──────── Exercise data

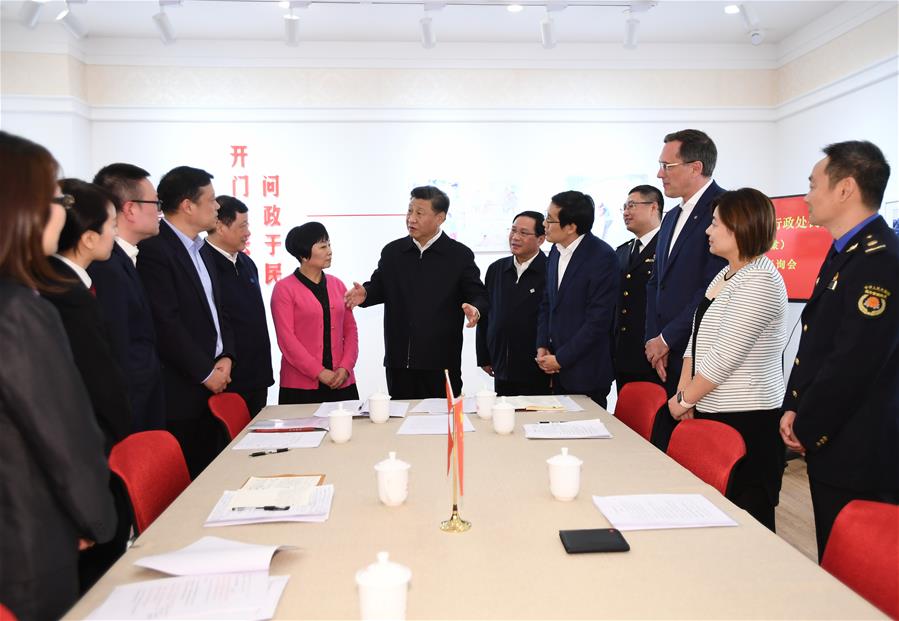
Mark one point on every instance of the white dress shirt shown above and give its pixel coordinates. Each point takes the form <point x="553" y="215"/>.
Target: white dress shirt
<point x="565" y="257"/>
<point x="686" y="209"/>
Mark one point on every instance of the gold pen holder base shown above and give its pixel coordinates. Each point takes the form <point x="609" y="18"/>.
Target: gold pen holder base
<point x="455" y="524"/>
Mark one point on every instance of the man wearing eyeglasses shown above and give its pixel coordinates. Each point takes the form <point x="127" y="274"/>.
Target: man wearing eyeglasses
<point x="684" y="267"/>
<point x="507" y="333"/>
<point x="121" y="296"/>
<point x="642" y="215"/>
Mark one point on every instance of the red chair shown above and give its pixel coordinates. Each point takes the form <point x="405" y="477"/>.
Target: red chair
<point x="638" y="404"/>
<point x="863" y="552"/>
<point x="231" y="409"/>
<point x="152" y="467"/>
<point x="708" y="449"/>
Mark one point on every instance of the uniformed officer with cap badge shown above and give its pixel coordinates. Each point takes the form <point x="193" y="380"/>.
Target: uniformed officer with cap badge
<point x="841" y="407"/>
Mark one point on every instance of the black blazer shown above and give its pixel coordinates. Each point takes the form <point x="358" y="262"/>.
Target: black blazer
<point x="54" y="481"/>
<point x="423" y="297"/>
<point x="507" y="335"/>
<point x="93" y="356"/>
<point x="186" y="335"/>
<point x="844" y="384"/>
<point x="129" y="323"/>
<point x="576" y="319"/>
<point x="630" y="314"/>
<point x="242" y="303"/>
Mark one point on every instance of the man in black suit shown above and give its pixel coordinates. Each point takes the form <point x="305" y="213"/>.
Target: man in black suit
<point x="195" y="341"/>
<point x="684" y="267"/>
<point x="428" y="283"/>
<point x="842" y="402"/>
<point x="120" y="292"/>
<point x="242" y="302"/>
<point x="642" y="216"/>
<point x="506" y="335"/>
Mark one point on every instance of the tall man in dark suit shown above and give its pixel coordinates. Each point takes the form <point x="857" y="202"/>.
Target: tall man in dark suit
<point x="506" y="335"/>
<point x="242" y="302"/>
<point x="428" y="283"/>
<point x="195" y="341"/>
<point x="842" y="401"/>
<point x="636" y="258"/>
<point x="574" y="330"/>
<point x="120" y="292"/>
<point x="684" y="267"/>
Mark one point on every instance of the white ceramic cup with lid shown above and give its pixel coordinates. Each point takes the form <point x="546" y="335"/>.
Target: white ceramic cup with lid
<point x="341" y="425"/>
<point x="393" y="480"/>
<point x="379" y="407"/>
<point x="382" y="589"/>
<point x="503" y="417"/>
<point x="564" y="475"/>
<point x="485" y="399"/>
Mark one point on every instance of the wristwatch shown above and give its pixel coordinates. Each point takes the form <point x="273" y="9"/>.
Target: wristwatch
<point x="682" y="402"/>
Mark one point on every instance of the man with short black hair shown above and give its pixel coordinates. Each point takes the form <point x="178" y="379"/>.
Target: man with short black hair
<point x="121" y="296"/>
<point x="842" y="402"/>
<point x="196" y="344"/>
<point x="574" y="328"/>
<point x="241" y="299"/>
<point x="642" y="213"/>
<point x="506" y="335"/>
<point x="428" y="283"/>
<point x="684" y="267"/>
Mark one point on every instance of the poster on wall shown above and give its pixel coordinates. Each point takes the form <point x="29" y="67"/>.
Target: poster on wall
<point x="799" y="247"/>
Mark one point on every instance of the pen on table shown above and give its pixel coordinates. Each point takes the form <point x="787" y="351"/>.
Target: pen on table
<point x="265" y="508"/>
<point x="269" y="452"/>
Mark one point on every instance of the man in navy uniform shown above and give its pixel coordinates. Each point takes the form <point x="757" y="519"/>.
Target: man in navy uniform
<point x="842" y="402"/>
<point x="506" y="335"/>
<point x="241" y="302"/>
<point x="636" y="258"/>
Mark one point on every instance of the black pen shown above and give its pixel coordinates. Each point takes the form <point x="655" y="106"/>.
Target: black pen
<point x="265" y="508"/>
<point x="269" y="452"/>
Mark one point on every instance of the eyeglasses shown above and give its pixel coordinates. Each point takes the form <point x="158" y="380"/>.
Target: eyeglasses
<point x="157" y="203"/>
<point x="628" y="206"/>
<point x="668" y="167"/>
<point x="66" y="200"/>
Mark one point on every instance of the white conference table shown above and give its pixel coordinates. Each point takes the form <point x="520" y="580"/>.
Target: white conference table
<point x="511" y="564"/>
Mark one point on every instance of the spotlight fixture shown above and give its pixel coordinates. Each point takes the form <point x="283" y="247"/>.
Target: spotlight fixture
<point x="547" y="36"/>
<point x="428" y="37"/>
<point x="71" y="23"/>
<point x="630" y="33"/>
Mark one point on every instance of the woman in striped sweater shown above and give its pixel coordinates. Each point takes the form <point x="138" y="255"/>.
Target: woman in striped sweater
<point x="733" y="370"/>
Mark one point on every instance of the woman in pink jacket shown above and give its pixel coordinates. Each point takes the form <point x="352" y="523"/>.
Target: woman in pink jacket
<point x="316" y="332"/>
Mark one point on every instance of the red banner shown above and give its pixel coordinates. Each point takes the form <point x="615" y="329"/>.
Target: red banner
<point x="799" y="247"/>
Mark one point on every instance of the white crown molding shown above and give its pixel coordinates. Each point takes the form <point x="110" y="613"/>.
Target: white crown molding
<point x="844" y="18"/>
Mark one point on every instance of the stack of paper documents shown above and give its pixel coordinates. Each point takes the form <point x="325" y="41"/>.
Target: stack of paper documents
<point x="661" y="511"/>
<point x="572" y="429"/>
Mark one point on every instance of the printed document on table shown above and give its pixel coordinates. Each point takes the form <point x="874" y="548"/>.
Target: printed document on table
<point x="661" y="511"/>
<point x="564" y="430"/>
<point x="266" y="441"/>
<point x="249" y="596"/>
<point x="318" y="510"/>
<point x="212" y="555"/>
<point x="437" y="405"/>
<point x="429" y="426"/>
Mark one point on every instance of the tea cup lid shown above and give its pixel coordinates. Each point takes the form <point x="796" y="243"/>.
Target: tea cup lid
<point x="383" y="573"/>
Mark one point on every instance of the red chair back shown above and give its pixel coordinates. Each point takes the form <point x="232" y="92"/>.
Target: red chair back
<point x="638" y="404"/>
<point x="231" y="409"/>
<point x="708" y="449"/>
<point x="152" y="467"/>
<point x="863" y="552"/>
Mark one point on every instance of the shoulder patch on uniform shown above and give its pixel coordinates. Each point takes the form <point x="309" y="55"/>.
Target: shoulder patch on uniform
<point x="873" y="301"/>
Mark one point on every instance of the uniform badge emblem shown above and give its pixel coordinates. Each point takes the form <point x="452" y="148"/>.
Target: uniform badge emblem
<point x="873" y="301"/>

────────────────

Work task: Write the records out exactly once more, leaving off the pictures.

Worked solution:
Mark one point on every instance of the white dress shirt shown above and give its pixel coordinates. Each point takes the form <point x="553" y="215"/>.
Target: white dress shirt
<point x="565" y="257"/>
<point x="686" y="209"/>
Mark one point on every instance of the gold pen holder base shown above and give its pixel coordinates. Each point takes the form <point x="609" y="18"/>.
Target: gold pen holder base
<point x="455" y="524"/>
Mark one point on every instance of the man wearing eyeglasses shown above and give its pixel coordinates. Each point takes the form <point x="127" y="274"/>.
Target: man wearing eyeglasses
<point x="684" y="267"/>
<point x="507" y="333"/>
<point x="121" y="296"/>
<point x="642" y="215"/>
Mark one point on every instance of the red chair shown above and give its pixel coordinates. Each point takes the form <point x="405" y="477"/>.
Target: red chair
<point x="638" y="404"/>
<point x="863" y="552"/>
<point x="231" y="409"/>
<point x="152" y="467"/>
<point x="708" y="449"/>
Mark one point on every instance of the uniformed officer with cap badge shown above and give its pixel coordinates. Each point takes the form <point x="193" y="380"/>.
Target: uniformed officer with cap badge
<point x="841" y="407"/>
Mark one point on every instance of the black blazer shown above and give its pixel coordinates. Each point takes the form <point x="358" y="262"/>.
Target: black blazer
<point x="54" y="481"/>
<point x="423" y="297"/>
<point x="507" y="335"/>
<point x="93" y="356"/>
<point x="186" y="335"/>
<point x="844" y="384"/>
<point x="129" y="323"/>
<point x="576" y="319"/>
<point x="630" y="314"/>
<point x="242" y="303"/>
Mark one point on every instance of the man in black suit shown above and give its pixel coordinates. Each point takes the form <point x="305" y="213"/>.
Target: man in black suit
<point x="195" y="341"/>
<point x="684" y="267"/>
<point x="428" y="283"/>
<point x="842" y="402"/>
<point x="120" y="292"/>
<point x="242" y="302"/>
<point x="642" y="216"/>
<point x="506" y="335"/>
Mark one point on every instance of the tall man in dark suit shown above and give its pixel coordinates. Each point takes the form <point x="857" y="202"/>.
Target: tall man in dark suit
<point x="506" y="335"/>
<point x="242" y="302"/>
<point x="428" y="283"/>
<point x="195" y="341"/>
<point x="842" y="401"/>
<point x="636" y="258"/>
<point x="574" y="330"/>
<point x="120" y="292"/>
<point x="684" y="267"/>
Mark one point on every instance of the white ceramic cup with lid shown above and give its pixel coordinates. Each point takes the form <point x="546" y="335"/>.
Target: white ceramic cup with lid
<point x="341" y="425"/>
<point x="393" y="480"/>
<point x="379" y="407"/>
<point x="382" y="589"/>
<point x="503" y="417"/>
<point x="564" y="475"/>
<point x="485" y="399"/>
Mark one point on every instance of the wristwatch shown above and give its pixel coordinates. Each point takes the form <point x="273" y="9"/>.
Target: wristwatch
<point x="682" y="402"/>
Mark one point on every instance of the man with short black hair shown above and give its pixel coordinates. Each point takes the form <point x="178" y="379"/>.
Target: man with short black hair
<point x="121" y="296"/>
<point x="842" y="402"/>
<point x="196" y="344"/>
<point x="574" y="328"/>
<point x="241" y="299"/>
<point x="642" y="213"/>
<point x="506" y="335"/>
<point x="428" y="283"/>
<point x="684" y="267"/>
Mark one point on every instance of the poster on wall shown above and give its pixel coordinates. Each point takes the form <point x="29" y="67"/>.
Target: poster on wall
<point x="799" y="247"/>
Mark one point on every instance of the pen on table shown above and give its pixel coordinates. Each point takes the form <point x="787" y="351"/>.
Target: pen on table
<point x="265" y="508"/>
<point x="269" y="452"/>
Mark one point on every instance of the man in navy uniform shown above and give its pixel coordinates. Each point takes the form <point x="757" y="519"/>.
Target: man in navy uniform
<point x="842" y="402"/>
<point x="506" y="335"/>
<point x="241" y="302"/>
<point x="636" y="258"/>
Mark one point on every instance of the black pen shown above and give its pixel coordinates. Each point takes the form <point x="655" y="106"/>.
Target: black pen
<point x="265" y="508"/>
<point x="269" y="452"/>
Mark one point on every instance of the eyeglasses shown above and give its pixel coordinates. Each point takes the form <point x="158" y="380"/>.
Target: eyeglasses
<point x="157" y="203"/>
<point x="628" y="206"/>
<point x="668" y="167"/>
<point x="66" y="200"/>
Mark one point on every instance of the white conference table shown above and give its pixel coordinates. Each point takes the form <point x="520" y="580"/>.
Target: white conference table
<point x="511" y="564"/>
Mark one point on every instance of the spotlight fixture shown above and give its pixel coordinates. Each point takes the form <point x="283" y="247"/>.
Target: spotlight fixture
<point x="547" y="36"/>
<point x="428" y="37"/>
<point x="71" y="23"/>
<point x="630" y="33"/>
Mark one point on every instance of the woman in striped sweater shown above and give its pixel coordinates. Each point takes the form <point x="138" y="255"/>.
Target: woman in striped sweater
<point x="733" y="370"/>
Mark one point on every instance of the woman in pink jacket shown above and give its pixel coordinates. Each point takes the form <point x="352" y="523"/>.
Target: woman in pink jacket
<point x="316" y="332"/>
Mark one point on every instance of the red banner shown above and give its pixel coordinates. Each point takes the form <point x="615" y="329"/>.
Target: red banner
<point x="799" y="247"/>
Mark one point on every instance of the white crown molding shown above and give its pixel coordinates. Each point takes the form <point x="110" y="613"/>.
Target: white crown molding
<point x="844" y="18"/>
Mark one point on every instance of the stack of paper documents shown above and give its pixel coordinates. Each point takes the form <point x="325" y="41"/>.
Target: stack of paper documents
<point x="661" y="511"/>
<point x="572" y="429"/>
Mark one point on every instance of the printed document on table shown above and give its pixel coordinates. Each point takes the form <point x="874" y="548"/>.
Target: printed document on table
<point x="661" y="511"/>
<point x="564" y="430"/>
<point x="266" y="441"/>
<point x="249" y="596"/>
<point x="318" y="510"/>
<point x="212" y="555"/>
<point x="437" y="405"/>
<point x="429" y="426"/>
Mark one point on every instance of the tea cup lid shown above and give its pixel coordinates. Each point takes the form <point x="796" y="243"/>.
Target: tea cup lid
<point x="383" y="573"/>
Mark one point on every instance of the red chair back shown above and give its pixel coordinates. Each point takes the form <point x="232" y="92"/>.
Target: red chair back
<point x="638" y="404"/>
<point x="231" y="409"/>
<point x="708" y="449"/>
<point x="152" y="467"/>
<point x="863" y="552"/>
Mark one point on every instance of the shoulder patch on uniform shown above and give its pixel coordinates. Each point takes the form <point x="309" y="55"/>.
Target: shoulder patch on uniform
<point x="873" y="301"/>
Mark one point on every instance of the uniform badge emblem shown above and give its pixel coordinates. Each point takes the form <point x="452" y="148"/>.
Target: uniform badge emblem
<point x="873" y="301"/>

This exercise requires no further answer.